• **Directions for this task**
From the records below, output exactly the lines running from the line containing "Target: garage door panel" through the line containing "Target: shrub", and no others.

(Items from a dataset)
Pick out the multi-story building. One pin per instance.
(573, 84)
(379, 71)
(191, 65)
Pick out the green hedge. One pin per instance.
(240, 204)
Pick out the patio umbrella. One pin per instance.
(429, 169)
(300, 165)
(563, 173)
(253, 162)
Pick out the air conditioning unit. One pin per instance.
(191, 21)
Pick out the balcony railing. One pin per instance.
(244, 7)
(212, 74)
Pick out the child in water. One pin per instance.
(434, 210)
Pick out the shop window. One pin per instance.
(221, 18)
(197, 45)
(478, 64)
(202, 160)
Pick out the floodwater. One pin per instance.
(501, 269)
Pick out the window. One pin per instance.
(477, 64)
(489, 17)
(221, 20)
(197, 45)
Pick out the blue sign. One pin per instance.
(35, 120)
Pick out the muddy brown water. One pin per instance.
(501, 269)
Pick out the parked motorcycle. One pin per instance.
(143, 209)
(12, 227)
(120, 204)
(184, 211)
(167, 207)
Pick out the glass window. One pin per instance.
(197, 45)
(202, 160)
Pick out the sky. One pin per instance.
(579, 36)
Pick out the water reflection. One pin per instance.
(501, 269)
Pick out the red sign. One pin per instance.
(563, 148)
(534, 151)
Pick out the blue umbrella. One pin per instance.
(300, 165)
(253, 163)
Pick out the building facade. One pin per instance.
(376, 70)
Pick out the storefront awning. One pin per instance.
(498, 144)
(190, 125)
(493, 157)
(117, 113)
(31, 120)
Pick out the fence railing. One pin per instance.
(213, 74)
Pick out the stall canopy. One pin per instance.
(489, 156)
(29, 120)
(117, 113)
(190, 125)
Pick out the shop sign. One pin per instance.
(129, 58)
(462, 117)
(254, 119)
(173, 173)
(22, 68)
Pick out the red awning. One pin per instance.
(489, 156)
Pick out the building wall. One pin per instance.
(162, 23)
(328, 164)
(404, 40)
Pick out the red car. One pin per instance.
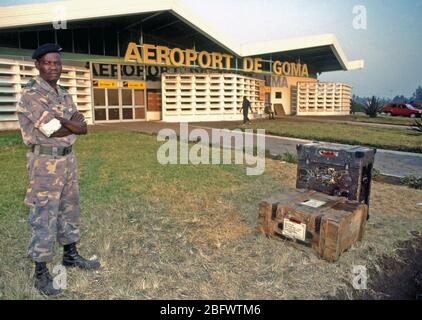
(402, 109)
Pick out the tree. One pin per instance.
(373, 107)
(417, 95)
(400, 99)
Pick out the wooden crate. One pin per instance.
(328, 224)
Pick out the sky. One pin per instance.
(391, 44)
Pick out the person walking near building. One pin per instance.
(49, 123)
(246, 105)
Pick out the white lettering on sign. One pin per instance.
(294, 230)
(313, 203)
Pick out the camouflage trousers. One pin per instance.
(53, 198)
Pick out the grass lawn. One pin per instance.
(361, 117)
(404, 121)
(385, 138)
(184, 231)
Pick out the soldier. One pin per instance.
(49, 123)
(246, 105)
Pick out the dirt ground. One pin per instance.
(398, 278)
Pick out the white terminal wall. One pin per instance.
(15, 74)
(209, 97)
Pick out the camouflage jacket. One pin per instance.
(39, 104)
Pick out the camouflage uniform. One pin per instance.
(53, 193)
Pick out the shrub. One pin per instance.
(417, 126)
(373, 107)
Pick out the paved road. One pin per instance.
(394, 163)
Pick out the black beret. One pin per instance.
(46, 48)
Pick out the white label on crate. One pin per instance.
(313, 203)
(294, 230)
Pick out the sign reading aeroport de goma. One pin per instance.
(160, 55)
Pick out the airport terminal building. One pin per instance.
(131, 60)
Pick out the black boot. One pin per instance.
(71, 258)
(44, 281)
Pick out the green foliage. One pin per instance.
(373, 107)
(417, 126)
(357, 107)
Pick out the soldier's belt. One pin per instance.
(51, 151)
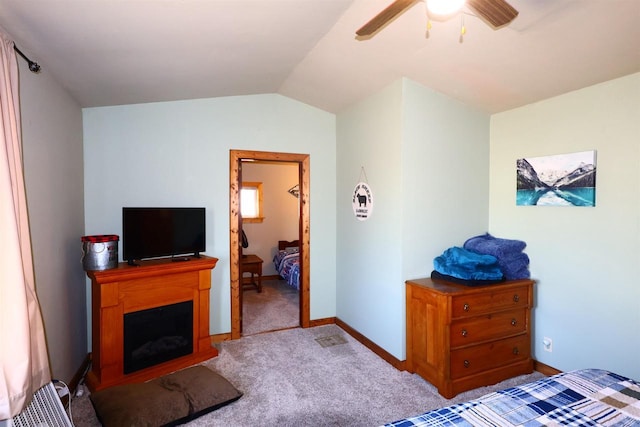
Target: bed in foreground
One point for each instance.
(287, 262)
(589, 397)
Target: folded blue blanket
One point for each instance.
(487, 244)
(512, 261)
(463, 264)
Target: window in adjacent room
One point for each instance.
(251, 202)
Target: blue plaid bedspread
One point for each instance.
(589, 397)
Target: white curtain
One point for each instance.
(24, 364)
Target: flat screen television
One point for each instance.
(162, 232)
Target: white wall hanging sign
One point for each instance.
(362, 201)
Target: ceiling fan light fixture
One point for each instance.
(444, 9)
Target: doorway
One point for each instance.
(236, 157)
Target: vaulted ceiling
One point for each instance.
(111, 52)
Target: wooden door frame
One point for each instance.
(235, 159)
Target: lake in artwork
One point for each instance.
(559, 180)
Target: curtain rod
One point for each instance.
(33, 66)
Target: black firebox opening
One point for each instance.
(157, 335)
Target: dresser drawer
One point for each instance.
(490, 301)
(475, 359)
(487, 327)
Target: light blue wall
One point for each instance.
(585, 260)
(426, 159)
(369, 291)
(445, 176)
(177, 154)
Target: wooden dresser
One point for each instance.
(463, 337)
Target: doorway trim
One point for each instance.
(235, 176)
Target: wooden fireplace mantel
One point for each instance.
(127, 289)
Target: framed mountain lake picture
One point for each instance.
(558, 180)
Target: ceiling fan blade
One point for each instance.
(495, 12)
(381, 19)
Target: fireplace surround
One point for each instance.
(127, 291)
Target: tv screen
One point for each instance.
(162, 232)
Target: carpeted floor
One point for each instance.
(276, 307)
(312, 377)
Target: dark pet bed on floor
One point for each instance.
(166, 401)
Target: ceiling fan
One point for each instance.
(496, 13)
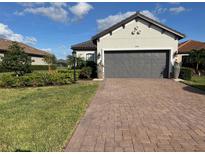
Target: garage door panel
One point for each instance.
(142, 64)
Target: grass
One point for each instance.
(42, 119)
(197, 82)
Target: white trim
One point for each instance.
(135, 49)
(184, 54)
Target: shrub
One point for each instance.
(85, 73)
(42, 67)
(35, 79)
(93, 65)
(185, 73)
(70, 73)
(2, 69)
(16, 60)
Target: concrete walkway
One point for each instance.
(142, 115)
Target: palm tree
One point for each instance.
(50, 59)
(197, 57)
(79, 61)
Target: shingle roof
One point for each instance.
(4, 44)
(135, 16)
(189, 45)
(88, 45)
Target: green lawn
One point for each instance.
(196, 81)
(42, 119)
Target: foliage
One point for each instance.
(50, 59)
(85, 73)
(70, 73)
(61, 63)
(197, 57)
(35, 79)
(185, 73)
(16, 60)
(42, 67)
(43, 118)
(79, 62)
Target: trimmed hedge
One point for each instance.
---
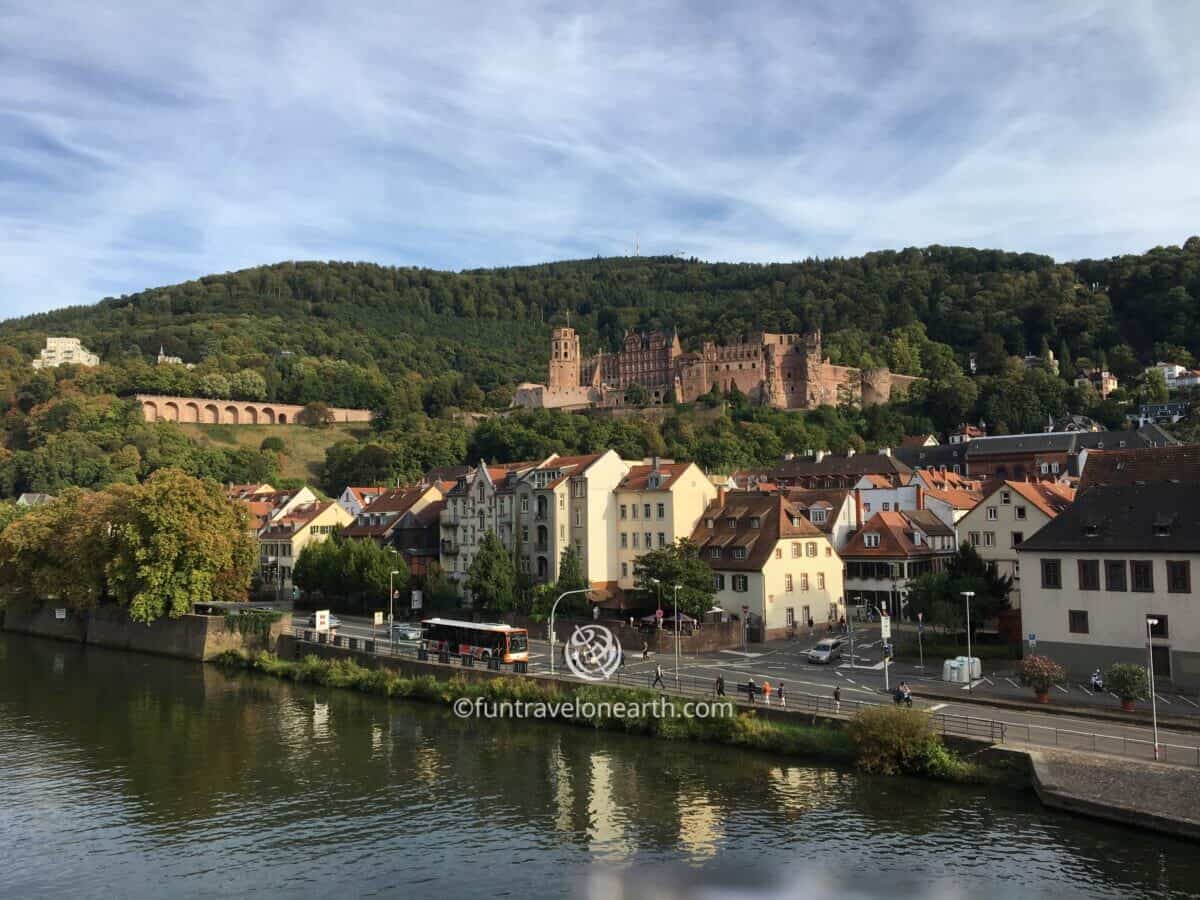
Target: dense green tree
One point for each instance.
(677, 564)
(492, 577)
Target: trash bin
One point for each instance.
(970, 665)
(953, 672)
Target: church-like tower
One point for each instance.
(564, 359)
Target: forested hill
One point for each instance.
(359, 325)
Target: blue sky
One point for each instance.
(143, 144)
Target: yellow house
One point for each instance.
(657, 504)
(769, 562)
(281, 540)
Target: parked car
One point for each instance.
==
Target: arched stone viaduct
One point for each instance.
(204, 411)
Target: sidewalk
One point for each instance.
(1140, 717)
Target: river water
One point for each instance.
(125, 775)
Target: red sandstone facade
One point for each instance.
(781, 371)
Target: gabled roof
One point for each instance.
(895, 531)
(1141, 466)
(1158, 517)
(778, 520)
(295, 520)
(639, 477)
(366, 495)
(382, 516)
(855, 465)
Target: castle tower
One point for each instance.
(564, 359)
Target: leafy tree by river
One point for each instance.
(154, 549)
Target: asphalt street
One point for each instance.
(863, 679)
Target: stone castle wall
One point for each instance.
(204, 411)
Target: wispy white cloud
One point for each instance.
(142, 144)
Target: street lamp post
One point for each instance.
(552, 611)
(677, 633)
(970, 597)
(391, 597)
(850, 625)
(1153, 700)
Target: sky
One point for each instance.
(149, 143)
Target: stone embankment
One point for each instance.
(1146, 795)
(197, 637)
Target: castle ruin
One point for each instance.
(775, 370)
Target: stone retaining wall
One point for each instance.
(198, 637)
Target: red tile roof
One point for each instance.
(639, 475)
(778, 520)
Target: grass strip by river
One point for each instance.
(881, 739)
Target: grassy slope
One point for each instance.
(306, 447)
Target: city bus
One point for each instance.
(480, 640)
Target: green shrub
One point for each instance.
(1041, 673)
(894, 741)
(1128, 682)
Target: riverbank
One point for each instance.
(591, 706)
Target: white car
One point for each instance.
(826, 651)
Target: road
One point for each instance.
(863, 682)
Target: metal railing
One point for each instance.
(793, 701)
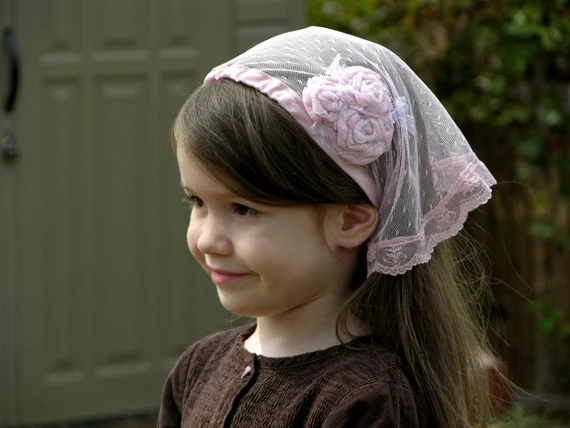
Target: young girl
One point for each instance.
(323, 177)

• **Exercise solution**
Target: garage door panel
One point for each instance.
(142, 64)
Target: grass
One point for each instance.
(42, 119)
(197, 82)
Target: white trim
One point for each instance.
(135, 49)
(184, 54)
Target: shrub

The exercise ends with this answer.